Texte sélectionné =
-- -- --

Raphaël Mathevet, écologue et géographe : « Le flamant rose permet d’inventer une écologie du sauvage »
ENTRETIEN« Les penseurs du vivant » (9/12). La perspective animale peut renouveler notre approche des politiques de conservation de la nature, d’aménagement du territoire et de la chasse, explique l’écologue, spécialiste de la géographie animale.
Entretien. Ecologue et géographe, directeur de recherches au Centre d’écologie fonctionnelle et évolutive du CNRS, à Montpellier, Raphaël Mathevet est conseiller scientifique de plusieurs espaces protégés comme les parcs nationaux des Ecrins et des Calanques, et copréside le conseil scientifique du parc naturel régional de Camargue et de la réserve naturelle nationale des marais du Vigueirat. Il a notamment publié La Solidarité écologique (Actes Sud, 2012) et, avec Arnaud Béchet, Politiques du flamant rose(WildProject, 2020).
Pourquoi vous intéressez-vous au flamant rose, cette espèce emblématique de Camargue ?

-- -- --

Enregistrements conservés =
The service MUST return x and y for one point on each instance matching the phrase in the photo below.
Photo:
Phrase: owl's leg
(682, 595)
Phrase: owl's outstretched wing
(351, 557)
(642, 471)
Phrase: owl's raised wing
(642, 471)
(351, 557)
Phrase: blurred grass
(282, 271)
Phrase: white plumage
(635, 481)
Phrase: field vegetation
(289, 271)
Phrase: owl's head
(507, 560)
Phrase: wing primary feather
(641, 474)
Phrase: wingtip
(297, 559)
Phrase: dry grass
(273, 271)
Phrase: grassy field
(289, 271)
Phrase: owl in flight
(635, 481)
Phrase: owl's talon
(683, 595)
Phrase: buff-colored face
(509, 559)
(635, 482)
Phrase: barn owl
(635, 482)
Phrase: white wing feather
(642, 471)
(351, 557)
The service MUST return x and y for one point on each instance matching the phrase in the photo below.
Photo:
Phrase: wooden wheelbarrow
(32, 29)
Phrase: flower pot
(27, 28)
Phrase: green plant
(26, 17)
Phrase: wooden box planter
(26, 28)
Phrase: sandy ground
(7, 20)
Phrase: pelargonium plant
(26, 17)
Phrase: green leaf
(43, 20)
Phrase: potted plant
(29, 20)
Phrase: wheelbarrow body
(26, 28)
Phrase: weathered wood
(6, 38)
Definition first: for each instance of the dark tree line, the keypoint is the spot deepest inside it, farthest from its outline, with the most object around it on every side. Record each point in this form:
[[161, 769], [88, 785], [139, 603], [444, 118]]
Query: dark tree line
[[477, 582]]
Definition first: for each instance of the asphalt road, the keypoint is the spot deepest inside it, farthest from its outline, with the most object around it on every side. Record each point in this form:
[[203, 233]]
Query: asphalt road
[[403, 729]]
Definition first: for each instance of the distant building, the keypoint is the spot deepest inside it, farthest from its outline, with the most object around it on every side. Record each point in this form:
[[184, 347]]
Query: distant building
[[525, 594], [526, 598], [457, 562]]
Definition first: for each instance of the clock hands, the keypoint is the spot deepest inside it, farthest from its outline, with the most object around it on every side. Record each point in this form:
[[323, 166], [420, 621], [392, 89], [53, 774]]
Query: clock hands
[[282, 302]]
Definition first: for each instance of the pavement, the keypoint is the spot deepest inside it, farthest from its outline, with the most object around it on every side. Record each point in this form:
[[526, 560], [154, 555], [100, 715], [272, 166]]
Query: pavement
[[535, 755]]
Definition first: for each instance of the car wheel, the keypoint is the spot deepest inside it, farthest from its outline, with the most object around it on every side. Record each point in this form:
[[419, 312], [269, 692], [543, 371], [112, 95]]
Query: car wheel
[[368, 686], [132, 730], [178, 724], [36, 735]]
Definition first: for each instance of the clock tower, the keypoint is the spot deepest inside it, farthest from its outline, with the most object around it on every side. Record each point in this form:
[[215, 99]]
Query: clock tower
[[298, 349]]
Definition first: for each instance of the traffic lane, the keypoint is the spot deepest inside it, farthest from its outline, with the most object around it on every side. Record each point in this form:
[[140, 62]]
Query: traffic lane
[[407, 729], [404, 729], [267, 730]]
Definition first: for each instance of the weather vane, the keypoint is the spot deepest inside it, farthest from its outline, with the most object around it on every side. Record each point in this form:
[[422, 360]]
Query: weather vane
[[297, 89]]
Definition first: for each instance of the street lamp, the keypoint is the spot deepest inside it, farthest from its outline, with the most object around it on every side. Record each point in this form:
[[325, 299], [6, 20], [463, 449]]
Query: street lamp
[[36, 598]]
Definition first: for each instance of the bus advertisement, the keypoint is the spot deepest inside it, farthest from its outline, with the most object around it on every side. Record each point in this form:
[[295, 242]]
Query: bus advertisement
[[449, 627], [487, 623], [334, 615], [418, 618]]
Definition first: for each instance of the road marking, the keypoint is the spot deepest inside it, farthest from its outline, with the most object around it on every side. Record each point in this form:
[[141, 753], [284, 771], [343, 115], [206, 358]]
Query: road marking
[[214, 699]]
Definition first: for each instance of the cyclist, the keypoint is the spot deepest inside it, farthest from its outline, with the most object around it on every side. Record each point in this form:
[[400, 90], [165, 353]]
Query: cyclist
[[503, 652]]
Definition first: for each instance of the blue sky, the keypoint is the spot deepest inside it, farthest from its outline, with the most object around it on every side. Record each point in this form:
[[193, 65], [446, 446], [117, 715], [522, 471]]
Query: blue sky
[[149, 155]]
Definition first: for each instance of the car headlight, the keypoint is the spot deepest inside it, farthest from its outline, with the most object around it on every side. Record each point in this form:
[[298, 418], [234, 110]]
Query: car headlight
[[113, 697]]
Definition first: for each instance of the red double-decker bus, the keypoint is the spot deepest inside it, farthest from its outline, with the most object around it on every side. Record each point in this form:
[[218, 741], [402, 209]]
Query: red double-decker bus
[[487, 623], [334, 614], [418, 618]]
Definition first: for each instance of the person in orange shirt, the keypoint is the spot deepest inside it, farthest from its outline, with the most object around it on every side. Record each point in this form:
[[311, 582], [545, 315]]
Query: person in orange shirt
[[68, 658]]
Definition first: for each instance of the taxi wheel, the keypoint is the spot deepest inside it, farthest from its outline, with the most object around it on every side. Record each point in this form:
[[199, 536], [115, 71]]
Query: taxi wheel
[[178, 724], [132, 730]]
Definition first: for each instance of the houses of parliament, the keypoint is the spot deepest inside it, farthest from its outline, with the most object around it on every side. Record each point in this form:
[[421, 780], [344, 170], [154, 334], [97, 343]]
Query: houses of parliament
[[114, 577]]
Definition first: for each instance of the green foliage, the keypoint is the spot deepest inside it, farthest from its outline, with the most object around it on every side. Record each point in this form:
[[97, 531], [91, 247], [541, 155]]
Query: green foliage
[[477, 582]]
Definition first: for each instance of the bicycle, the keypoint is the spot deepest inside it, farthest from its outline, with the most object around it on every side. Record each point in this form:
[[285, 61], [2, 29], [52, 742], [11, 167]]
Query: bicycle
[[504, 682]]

-- -- --

Problème posé 1 = Restituez, dans l'entretien sur le flamant rose, le passage qui va de « Raphaël Mathevet, écologue » jusqu'à « la géographie animale. » inclus.
Problème posé 2 = Reprenez la rédaction de l'entretien sur le flamant rose à partir de la dernière phrase donnée.
Les enregistrements ne servent à rien ici.

Réponse fournie 1 =
Raphaël Mathevet, écologue et géographe : « Le flamant rose permet d’inventer une écologie du sauvage »
ENTRETIEN« Les penseurs du vivant » (9/12). La perspective animale peut renouveler notre approche des politiques de conservation de la nature, d’aménagement du territoire et de la chasse, explique l’écologue, spécialiste de la géographie animale.

Réponse fournie 2 =
Le flamant est une espèce dont l’histoire naturelle et politique singulière permet d’interroger l’engouement actuel pour le sauvage et le réensauvagement, ainsi que les conditions de coexistence des hommes avec le reste du vivant. En s’affranchissant des frontières humaines, la mobilité du flamant rose rebat les cartes des politiques d’aménagement du territoire : comment faire, ou que faire du sauvage dans un espace qui appartient aux hommes ? Les sangliers et les loups, par exemple, se déplacent, ils font fi des zonages établis par les humains et où l’on voudrait les cantonner.
Les animaux sauvages transgressent ou résistent aux classifications et aux places que l’on tente de leur assigner et construisent leur propre territoire. L’histoire de la protection du flamant rose en Camargue révèle la capacité de l’oiseau à agir et faire agir. Ses déplacements pour se nourrir ou se reproduire ont des effets écologiques mais aussi sociaux. La mobilité animale perturbe les usages et l’entendement des catégories que nous utilisons pour mettre de l’ordre dans nos lectures du monde : naturel, artificiel, domestique, sauvage.
La cohabitation avec les activités humaines s’en trouve-t-elle problématique ?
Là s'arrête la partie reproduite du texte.